Goal: Could you output every one of the rows below word for word, without changing a single line?

Dataset:
——————
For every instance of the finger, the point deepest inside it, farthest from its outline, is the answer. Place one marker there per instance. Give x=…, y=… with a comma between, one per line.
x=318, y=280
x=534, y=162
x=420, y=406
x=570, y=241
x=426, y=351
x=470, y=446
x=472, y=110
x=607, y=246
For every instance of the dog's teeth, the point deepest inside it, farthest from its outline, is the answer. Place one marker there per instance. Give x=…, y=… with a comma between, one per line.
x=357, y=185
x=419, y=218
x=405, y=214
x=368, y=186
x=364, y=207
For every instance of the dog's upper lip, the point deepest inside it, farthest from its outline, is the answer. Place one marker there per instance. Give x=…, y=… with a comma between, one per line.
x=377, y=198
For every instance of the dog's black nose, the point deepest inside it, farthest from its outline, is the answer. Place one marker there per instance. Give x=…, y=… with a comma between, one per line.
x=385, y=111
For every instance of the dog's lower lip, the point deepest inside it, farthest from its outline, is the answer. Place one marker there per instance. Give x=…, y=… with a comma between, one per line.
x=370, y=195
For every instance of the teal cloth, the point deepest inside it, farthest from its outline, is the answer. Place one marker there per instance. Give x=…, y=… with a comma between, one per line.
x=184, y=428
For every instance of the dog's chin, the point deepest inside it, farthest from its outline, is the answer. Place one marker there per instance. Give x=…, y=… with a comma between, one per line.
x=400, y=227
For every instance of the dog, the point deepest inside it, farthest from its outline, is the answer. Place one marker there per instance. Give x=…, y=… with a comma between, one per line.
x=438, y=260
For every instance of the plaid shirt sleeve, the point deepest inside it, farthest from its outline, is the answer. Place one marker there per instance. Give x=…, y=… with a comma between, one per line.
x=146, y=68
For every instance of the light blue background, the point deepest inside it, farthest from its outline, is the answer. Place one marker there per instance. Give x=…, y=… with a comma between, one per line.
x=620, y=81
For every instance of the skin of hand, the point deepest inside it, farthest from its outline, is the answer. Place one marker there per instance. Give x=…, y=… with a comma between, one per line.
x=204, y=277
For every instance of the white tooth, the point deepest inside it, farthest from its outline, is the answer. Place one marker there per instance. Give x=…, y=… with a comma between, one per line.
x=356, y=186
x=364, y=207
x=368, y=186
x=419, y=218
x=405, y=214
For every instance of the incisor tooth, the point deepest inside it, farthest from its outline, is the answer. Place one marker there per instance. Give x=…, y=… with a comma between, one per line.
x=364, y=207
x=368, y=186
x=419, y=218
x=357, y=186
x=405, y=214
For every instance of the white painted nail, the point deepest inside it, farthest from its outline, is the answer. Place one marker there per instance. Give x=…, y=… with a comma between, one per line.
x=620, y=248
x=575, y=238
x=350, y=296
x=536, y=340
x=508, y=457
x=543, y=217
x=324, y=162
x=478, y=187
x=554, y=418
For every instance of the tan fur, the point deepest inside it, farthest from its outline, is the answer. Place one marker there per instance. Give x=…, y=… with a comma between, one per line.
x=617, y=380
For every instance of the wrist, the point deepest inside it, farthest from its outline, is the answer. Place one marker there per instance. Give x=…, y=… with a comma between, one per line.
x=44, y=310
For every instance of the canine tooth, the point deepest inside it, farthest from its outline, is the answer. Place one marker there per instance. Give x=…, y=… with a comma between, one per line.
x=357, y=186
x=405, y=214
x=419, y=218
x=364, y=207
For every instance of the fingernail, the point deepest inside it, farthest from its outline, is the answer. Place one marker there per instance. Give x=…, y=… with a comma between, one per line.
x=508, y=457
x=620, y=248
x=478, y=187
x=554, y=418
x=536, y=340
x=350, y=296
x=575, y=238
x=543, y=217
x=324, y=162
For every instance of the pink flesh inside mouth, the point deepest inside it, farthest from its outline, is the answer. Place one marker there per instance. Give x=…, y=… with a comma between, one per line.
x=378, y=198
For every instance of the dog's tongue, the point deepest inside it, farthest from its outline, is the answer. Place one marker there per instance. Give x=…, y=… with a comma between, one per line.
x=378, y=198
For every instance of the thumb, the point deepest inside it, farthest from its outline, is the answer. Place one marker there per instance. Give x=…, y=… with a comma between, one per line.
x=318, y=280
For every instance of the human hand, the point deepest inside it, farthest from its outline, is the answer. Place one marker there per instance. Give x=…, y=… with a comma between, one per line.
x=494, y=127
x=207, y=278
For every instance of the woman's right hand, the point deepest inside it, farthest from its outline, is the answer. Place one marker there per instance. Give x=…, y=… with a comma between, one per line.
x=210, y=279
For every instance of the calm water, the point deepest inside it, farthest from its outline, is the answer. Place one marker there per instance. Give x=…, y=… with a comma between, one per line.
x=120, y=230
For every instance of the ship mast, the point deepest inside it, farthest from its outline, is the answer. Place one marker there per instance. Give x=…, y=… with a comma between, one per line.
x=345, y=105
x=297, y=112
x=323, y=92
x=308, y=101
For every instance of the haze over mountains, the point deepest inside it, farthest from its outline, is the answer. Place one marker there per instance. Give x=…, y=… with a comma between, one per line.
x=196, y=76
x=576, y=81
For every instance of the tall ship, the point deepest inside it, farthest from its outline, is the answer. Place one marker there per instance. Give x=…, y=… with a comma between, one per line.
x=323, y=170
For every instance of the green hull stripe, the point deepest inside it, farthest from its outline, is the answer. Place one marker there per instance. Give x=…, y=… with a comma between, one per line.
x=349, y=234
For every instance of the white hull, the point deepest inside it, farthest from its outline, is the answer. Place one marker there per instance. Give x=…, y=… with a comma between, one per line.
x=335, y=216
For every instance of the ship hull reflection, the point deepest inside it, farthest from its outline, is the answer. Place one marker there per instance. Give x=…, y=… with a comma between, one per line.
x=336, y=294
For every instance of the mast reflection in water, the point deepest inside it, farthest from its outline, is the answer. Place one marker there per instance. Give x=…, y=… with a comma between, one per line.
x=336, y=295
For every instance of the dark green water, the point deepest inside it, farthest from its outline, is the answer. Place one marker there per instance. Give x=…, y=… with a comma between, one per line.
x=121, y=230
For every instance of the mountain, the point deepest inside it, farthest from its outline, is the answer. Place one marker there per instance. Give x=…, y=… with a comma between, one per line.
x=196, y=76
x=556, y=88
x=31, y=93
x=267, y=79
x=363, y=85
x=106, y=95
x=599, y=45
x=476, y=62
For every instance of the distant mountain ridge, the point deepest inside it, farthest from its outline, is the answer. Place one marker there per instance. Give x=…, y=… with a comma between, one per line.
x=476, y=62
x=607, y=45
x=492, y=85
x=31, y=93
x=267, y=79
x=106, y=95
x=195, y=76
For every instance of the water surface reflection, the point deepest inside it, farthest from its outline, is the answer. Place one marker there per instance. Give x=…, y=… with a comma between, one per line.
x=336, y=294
——————
Exercise solution:
For every instance of the finger, the point deepest inside it, farthest from its outline, is the answer. Place one marker there per instance. Give x=…, y=… with a comma between, one per line.
x=318, y=280
x=534, y=162
x=420, y=406
x=570, y=241
x=426, y=351
x=470, y=446
x=472, y=110
x=607, y=246
For every instance of the dog's teeth, the point deepest inside it, farthest from its outline, is the answer. Place one marker there per instance. Give x=…, y=… with a comma between, one per line.
x=357, y=185
x=419, y=218
x=405, y=214
x=368, y=186
x=364, y=207
For every instance of the dog's upper lip, the point deepest inside it, farthest from its outline, is the answer. Place one marker there per instance. Give x=…, y=… with a comma between, one per line.
x=377, y=198
For every instance of the dog's black nose, the point deepest inside it, farthest from its outline, is the answer. Place one marker there per instance. Give x=…, y=… with a comma between, one per line.
x=385, y=111
For every instance of the dog's lower lip, the point deepest inside it, farthest from its outline, is the answer. Place one marker there per instance. Give x=…, y=… with a comma between, one per line.
x=370, y=195
For every instance of the teal cloth, the point deepest inside it, farthest from its outline, is the answer. Place one marker there per instance. Give x=…, y=… with a comma between, one per line.
x=184, y=428
For every instance of the dog's chin, the point deepest inside it, farthest from its outline, is the answer. Place one marker there per instance. Give x=…, y=… with a comma between, one per line.
x=400, y=227
For every instance of the dog, the point deepest inside it, farthest from its outline, is the answer. Place one marker there per instance. Give x=…, y=… with a comma between, one per line.
x=438, y=260
For every instance of the plaid shirt sleeve, the point deepest inside it, farthest from its outline, is the answer. Place one marker there per instance. Give x=…, y=… with a comma between, one per line.
x=146, y=68
For every instance of the light blue background, the point deepest inside it, farthest from its outline, is the answer. Place one marker there per instance. Give x=…, y=… with a comma between, one per line.
x=620, y=81
For every instance of the skin of hand, the point deepest inside it, farthest from its outline, is the answer. Place one marker there per instance. Give x=…, y=… with a comma between, one per line.
x=204, y=277
For every instance of the white tooth, the point deepest inside it, farthest from its outline, is the answer. Place one marker there per instance. Give x=…, y=… with a comma between, one per line.
x=356, y=186
x=364, y=207
x=368, y=186
x=419, y=218
x=405, y=214
For every instance of the incisor tooth, the point deepest inside it, farthest from its outline, is the answer. Place one marker there per instance. Give x=…, y=… with a comma between, one per line.
x=364, y=207
x=368, y=186
x=419, y=218
x=357, y=186
x=405, y=214
For every instance of the white painted nail, the point deepest inside it, farthest from its outline, is the answer. Place one marker there per instance. Give x=…, y=… with a comma between, one per line.
x=620, y=248
x=575, y=238
x=350, y=296
x=536, y=340
x=508, y=457
x=543, y=217
x=324, y=162
x=478, y=187
x=554, y=418
For every instance of the tan fur, the point deepest inside it, farthest from its outline, is the answer. Place one marker there per instance. Give x=…, y=… with a comma between, one per line.
x=617, y=380
For every instance of the wrist, the point deepest inside it, farthest from its outline, is the answer. Place one marker there per instance. Give x=…, y=… with a comma between, one per line.
x=44, y=310
For every instance of the canine tooth, the point deepest inside it, farthest from its outline, is the answer. Place one marker there per instance. Give x=…, y=… with a comma between, one per line.
x=357, y=186
x=405, y=214
x=419, y=218
x=364, y=207
For every instance of the fingernail, the point deepest inside it, farthest from its outline, is the answer. Place one marker there per instance. Give x=…, y=… with a comma between, one per line.
x=508, y=457
x=620, y=248
x=478, y=187
x=554, y=418
x=536, y=340
x=350, y=296
x=575, y=238
x=543, y=217
x=324, y=162
For every instance of the pink flesh inside mouth, the point deepest inside it, farthest from its outline, is the answer. Place one marker there per instance. Give x=…, y=… with a comma between, one per line.
x=378, y=198
For every instance of the dog's tongue, the point deepest inside it, farthest from its outline, is the answer. Place one marker there per instance. Give x=…, y=… with a comma between, one per line.
x=378, y=198
For every instance of the thumb, the point deepest inside it, farthest from its outline, is the answer. Place one marker there per instance. Give x=…, y=… with a comma between, one per line.
x=318, y=280
For every instance of the human hand, the point deepest inside it, farthest from its outline, is the answer. Place one marker there per instance. Give x=…, y=… with a comma between, one per line.
x=494, y=127
x=207, y=278
For every instance of the woman's right hand, the point deepest inside it, farthest from its outline, is the answer. Place one marker there per instance. Give x=…, y=… with a comma between, one per line.
x=210, y=279
For every instance of the calm water, the point deepest inside it, farthest from its outline, is the answer. Place one marker there per instance. Give x=…, y=… with a comma between, one per line.
x=120, y=230
For every instance of the ship mast, the point deepest inside it, farthest from its outline, is the answer. Place one marker there per instance. Give x=…, y=… with a comma between, one per line.
x=345, y=105
x=297, y=112
x=323, y=92
x=308, y=101
For every instance of the haze over mountains, the point deepest inside it, farthest from its outline, is the answer. Place one marker there per instance. Give x=…, y=… with a comma between, one per line.
x=196, y=76
x=576, y=81
For every instance of the tall ship, the point deepest inside it, farthest from its outline, is the answer. Place one marker there per instance. Give x=…, y=… with a comma between, one per line.
x=323, y=170
For every instance of the green hull stripe, the point deepest inside it, farthest from its outline, is the answer. Place one marker there per instance. Give x=…, y=… with a comma between, one per line.
x=349, y=234
For every instance of the white hull, the point deepest inside it, farthest from its outline, is the answer. Place one marker there per instance. Give x=…, y=… with a comma between, one per line.
x=335, y=216
For every instance of the ship hull reflection, the point deepest inside it, farthest from its outline, is the answer. Place one marker there per instance. Give x=…, y=… with a comma between, one per line.
x=336, y=294
For every instance of the mast reflection in water, the point deepest inside it, farthest from its outline, is the answer. Place one marker there per instance. Give x=…, y=… with a comma between, one per line.
x=336, y=295
For every instance of the dark green water, the point deepest inside it, farthest from its outline, is the answer. Place one marker there per instance. Give x=…, y=… with a comma between, one per line.
x=121, y=230
For every instance of the mountain, the point deepest inside it, farthest from its outline, is the answer. Place one marker there per instance. Give x=…, y=… with a comma between, one per line.
x=196, y=76
x=556, y=88
x=31, y=93
x=267, y=79
x=363, y=85
x=106, y=95
x=599, y=45
x=476, y=62
For every instance of the distant mountain ridge, the point deepest inside it, farthest from its outline, is the answer. Place one marker there per instance. Give x=…, y=… with a comma between, one per line.
x=476, y=62
x=607, y=45
x=492, y=85
x=31, y=93
x=267, y=79
x=106, y=95
x=195, y=76
For every instance of the water surface reflection, the point deepest inside it, farthest from its outline, is the answer. Place one marker there per instance. Give x=…, y=… with a comma between, one per line.
x=336, y=294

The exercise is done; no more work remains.